» Source extract:
_____
- Directed by: Andrew Lau
- Produced by: Sheena Chung
- Starring: Sheena Chung; Andrew Lau; Farid Azlam;
- Production company: Mythopolis Pictures
- Release date: 2 September 2010;
- Running time: 80 minutes
- Country: Singapore
- Languages: English Mandarin
- Box office: $555,833

= Haunted Changi =

Haunted Changi (幽灵樟宜), is a 2010 Singaporean found footage horror film directed by Andrew Lau. The film gained attention online prior to its release due to online marketing.

==Plot==
Film-makers Andrew, Sheena and Farid enter the abandoned Changi Hospital to film a documentary film on the supposed paranormal happenings that occur in the hospital.

==Cast==
- Sheena Chung
- Andrew Lau
- Farid Azlam

==Release==
The film was released in theatres on 2 September 2010. It managed to earn $48,992 on the first day. It was also released in Japan. The film earned $555,833.

The film was released on DVD in December 2010, and sold 2,000 copies in the first four days.
_____
» Data for review:

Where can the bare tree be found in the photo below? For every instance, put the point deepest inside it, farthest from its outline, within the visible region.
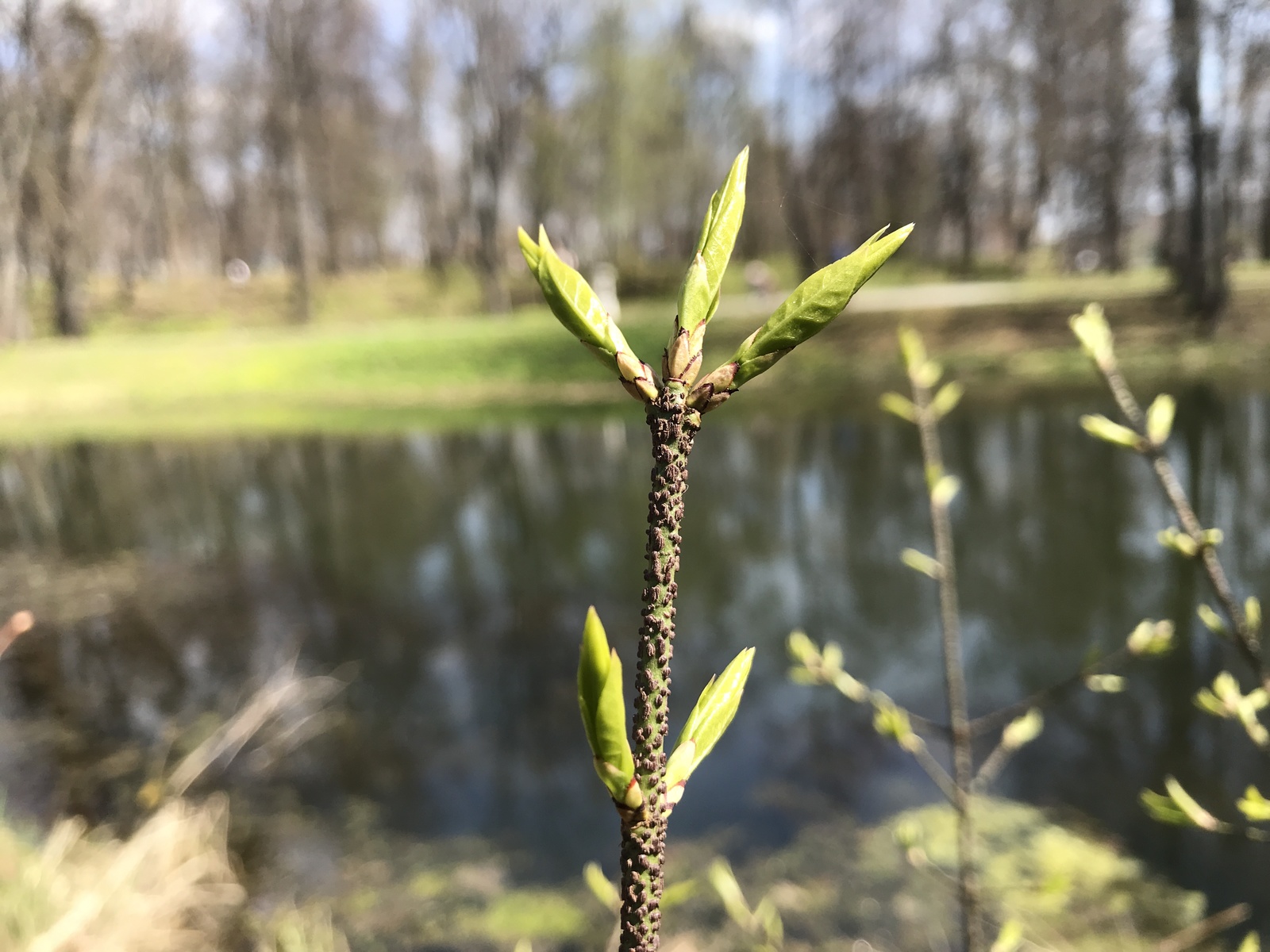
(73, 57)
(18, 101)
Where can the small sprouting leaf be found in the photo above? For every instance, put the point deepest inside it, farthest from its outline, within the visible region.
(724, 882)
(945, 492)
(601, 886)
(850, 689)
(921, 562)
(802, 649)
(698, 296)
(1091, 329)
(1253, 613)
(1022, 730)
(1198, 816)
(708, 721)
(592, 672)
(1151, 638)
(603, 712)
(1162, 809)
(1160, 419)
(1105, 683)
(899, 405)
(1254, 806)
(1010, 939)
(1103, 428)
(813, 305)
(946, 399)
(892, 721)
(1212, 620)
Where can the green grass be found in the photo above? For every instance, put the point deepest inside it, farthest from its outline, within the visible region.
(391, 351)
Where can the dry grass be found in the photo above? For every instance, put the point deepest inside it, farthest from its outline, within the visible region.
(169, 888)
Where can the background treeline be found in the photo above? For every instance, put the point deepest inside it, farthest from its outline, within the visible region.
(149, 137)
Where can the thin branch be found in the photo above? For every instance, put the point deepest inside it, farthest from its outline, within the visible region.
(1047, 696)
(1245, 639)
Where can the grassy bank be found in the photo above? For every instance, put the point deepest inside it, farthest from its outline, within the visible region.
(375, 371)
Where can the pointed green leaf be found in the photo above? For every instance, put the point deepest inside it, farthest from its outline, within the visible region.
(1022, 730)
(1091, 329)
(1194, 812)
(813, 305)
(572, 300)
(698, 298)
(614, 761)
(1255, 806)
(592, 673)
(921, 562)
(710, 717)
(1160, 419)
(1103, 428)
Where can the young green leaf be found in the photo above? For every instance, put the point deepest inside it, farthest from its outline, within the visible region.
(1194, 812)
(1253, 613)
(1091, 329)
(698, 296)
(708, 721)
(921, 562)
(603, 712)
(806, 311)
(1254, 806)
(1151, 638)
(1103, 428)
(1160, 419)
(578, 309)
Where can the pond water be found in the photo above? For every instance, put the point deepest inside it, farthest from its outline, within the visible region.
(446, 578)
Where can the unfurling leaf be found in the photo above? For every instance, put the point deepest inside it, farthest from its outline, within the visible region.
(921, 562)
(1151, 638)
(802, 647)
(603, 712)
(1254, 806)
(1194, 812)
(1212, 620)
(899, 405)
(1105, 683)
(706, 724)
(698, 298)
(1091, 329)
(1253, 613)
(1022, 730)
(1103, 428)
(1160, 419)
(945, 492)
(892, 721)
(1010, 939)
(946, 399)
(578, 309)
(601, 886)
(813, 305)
_____
» Things to do:
1 – According to the Haunted Changi article, how much did the film earn on its first day in theaters?
2 – Carry on the Haunted Changi article from its last sentence.

» Set of answers:
1 – $48,992

2 –
==Reception==
Kurt Dalhke of DVD Talk wrote a positive review of the film, writing that "Lau and crew's characterizations work fantastically, so when the camera is rushing urgently through those narrow, sickly tunnels underneath the hospital, rounding corner after blind corner on the way to who knows what, we're right there in person feeling the terror, the almost unbearable tension."

John Lui of The Straits Times gave the film three stars out of five in his review of the film, stating, "Haunted Changi takes huge chances with keeping the world of the documentary intact. There are small issues, such as the camera tracking a little too smoothly in some spots, and larger ones, such as when spooks, both computer-generated and played by actors, appear." Juliana June Rasul of The New Paper gave the film two-and-a-half stars out of five, stating, "If there is any sense of creepiness, it is provided purely by the location." Chen Yunhong of Lianhe Wanbao gave the film three stars out of five. Li Yiyun of gave the film three stars out of five for entertainment and two and a half stars out of five for art. Zheng Jingyou of My Paper gave the film two and a half stars out of five.